What is being asked: Return every line of the records below that contains the word "wooden", copying each line in full. Case counts.

Records from a point labeling set:
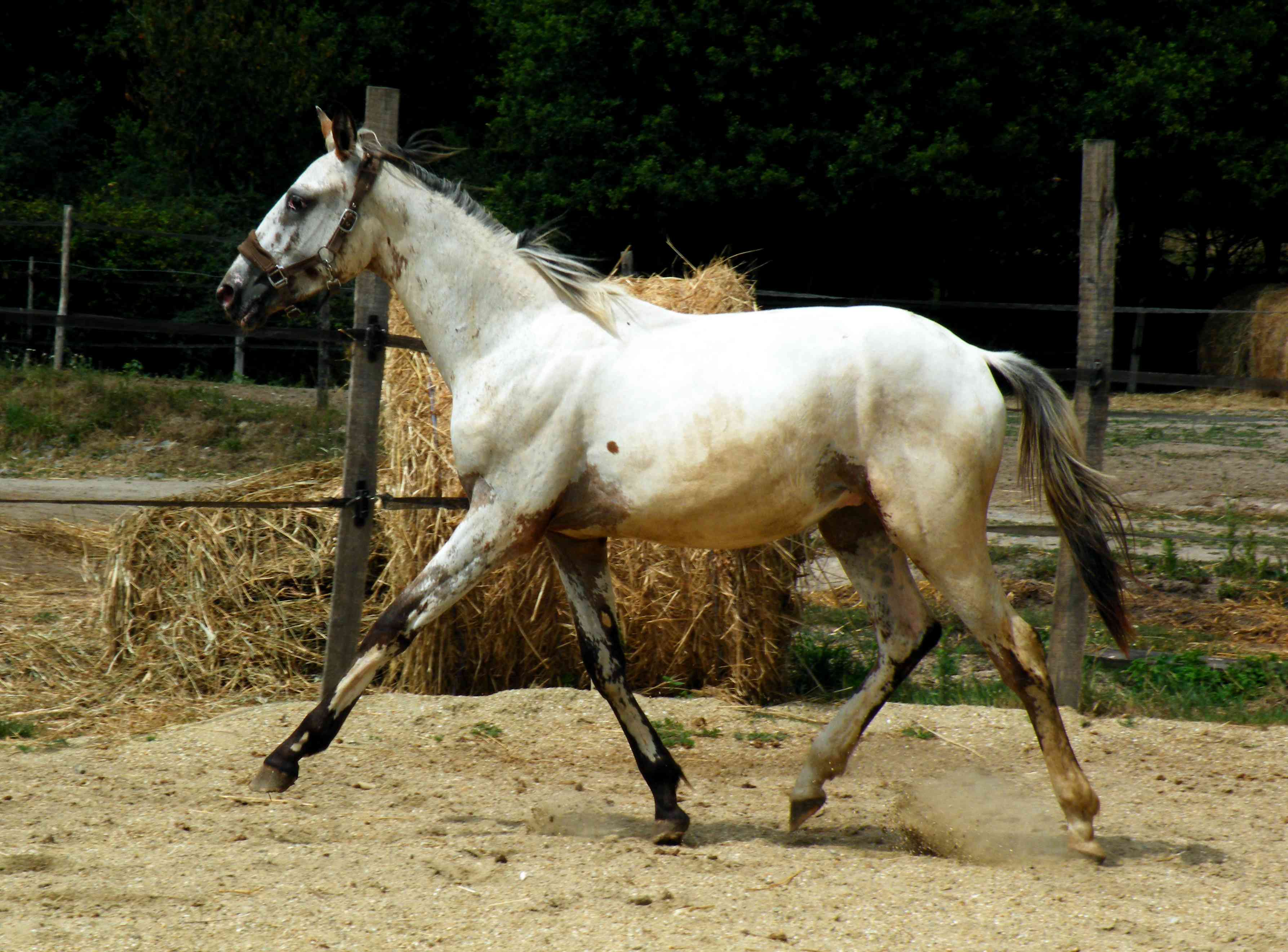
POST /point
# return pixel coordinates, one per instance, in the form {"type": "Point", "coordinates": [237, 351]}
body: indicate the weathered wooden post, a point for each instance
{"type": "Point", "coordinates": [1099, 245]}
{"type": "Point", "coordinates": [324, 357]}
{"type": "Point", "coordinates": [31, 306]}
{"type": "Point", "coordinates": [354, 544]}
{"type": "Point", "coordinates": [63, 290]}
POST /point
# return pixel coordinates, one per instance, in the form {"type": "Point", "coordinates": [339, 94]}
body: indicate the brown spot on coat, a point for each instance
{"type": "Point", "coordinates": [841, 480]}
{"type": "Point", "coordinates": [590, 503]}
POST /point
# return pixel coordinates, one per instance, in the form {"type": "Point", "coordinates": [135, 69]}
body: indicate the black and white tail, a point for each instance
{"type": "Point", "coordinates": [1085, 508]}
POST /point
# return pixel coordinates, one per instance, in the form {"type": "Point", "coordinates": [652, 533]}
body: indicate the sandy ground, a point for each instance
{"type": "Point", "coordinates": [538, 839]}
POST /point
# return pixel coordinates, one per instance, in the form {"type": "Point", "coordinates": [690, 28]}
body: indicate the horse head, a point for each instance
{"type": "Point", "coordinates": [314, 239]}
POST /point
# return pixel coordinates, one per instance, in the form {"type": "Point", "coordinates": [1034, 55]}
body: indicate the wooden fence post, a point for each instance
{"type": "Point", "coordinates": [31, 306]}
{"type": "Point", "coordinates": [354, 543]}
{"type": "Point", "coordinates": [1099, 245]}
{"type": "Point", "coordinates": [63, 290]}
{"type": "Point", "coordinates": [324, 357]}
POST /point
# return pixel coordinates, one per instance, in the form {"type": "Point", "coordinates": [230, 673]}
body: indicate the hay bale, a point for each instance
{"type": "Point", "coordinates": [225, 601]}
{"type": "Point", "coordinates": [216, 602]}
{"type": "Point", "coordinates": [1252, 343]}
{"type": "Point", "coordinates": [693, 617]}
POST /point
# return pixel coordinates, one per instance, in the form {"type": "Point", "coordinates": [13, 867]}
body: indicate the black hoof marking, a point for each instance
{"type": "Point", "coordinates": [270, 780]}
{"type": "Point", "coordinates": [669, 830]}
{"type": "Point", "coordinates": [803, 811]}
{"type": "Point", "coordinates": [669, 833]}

---

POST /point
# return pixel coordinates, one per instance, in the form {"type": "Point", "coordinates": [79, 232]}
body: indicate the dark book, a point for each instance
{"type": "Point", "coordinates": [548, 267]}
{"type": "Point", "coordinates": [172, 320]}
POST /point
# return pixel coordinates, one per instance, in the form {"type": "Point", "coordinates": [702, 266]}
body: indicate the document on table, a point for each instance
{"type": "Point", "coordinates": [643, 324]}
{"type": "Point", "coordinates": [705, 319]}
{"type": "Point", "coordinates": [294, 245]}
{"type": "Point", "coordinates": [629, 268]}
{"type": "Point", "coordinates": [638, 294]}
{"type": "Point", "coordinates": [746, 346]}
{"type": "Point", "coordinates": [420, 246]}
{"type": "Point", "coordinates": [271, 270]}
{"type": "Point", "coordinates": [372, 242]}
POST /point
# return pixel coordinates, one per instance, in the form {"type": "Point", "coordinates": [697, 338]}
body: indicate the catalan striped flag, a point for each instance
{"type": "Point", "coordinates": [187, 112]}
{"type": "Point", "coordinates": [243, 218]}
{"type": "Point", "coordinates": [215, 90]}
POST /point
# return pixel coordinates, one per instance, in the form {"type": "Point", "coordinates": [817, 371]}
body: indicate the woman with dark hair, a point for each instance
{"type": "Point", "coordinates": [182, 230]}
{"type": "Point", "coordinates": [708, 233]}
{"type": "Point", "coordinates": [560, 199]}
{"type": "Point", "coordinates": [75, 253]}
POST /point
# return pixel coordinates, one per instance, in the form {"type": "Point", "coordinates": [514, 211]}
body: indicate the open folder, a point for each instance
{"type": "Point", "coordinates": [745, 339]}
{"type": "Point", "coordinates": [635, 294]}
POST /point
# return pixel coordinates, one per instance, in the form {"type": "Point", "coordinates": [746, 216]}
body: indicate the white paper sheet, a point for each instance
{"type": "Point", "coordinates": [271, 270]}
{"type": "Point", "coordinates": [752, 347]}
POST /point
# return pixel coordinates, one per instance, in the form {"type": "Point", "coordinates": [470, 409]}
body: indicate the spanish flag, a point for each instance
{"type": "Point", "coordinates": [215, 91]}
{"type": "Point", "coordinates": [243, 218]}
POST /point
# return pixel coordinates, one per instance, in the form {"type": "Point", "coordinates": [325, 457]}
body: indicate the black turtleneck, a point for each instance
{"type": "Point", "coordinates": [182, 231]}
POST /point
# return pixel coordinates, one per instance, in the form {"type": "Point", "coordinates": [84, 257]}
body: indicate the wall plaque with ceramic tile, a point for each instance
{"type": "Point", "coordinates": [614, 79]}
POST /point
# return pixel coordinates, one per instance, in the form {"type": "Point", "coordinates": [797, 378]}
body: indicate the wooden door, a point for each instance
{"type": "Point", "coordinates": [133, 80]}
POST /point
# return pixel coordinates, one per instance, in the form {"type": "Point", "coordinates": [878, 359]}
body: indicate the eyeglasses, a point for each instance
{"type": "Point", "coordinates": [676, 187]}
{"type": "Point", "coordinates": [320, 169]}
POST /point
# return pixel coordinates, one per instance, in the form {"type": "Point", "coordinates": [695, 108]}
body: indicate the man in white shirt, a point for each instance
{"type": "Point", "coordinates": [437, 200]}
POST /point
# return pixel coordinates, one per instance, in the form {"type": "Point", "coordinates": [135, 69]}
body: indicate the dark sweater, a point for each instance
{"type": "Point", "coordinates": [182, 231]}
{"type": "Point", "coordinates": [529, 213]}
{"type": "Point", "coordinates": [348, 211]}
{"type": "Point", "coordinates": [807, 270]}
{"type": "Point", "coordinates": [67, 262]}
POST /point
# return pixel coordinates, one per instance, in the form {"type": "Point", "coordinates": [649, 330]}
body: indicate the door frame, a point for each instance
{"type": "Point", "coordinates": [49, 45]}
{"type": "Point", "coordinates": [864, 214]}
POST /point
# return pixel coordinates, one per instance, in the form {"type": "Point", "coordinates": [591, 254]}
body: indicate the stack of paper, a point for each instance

Result for this task:
body: indicate the weathered wooden post, a point for each instance
body: indicate the wooden fence post, a point for each instance
body: indicate the wooden door, a point for each instance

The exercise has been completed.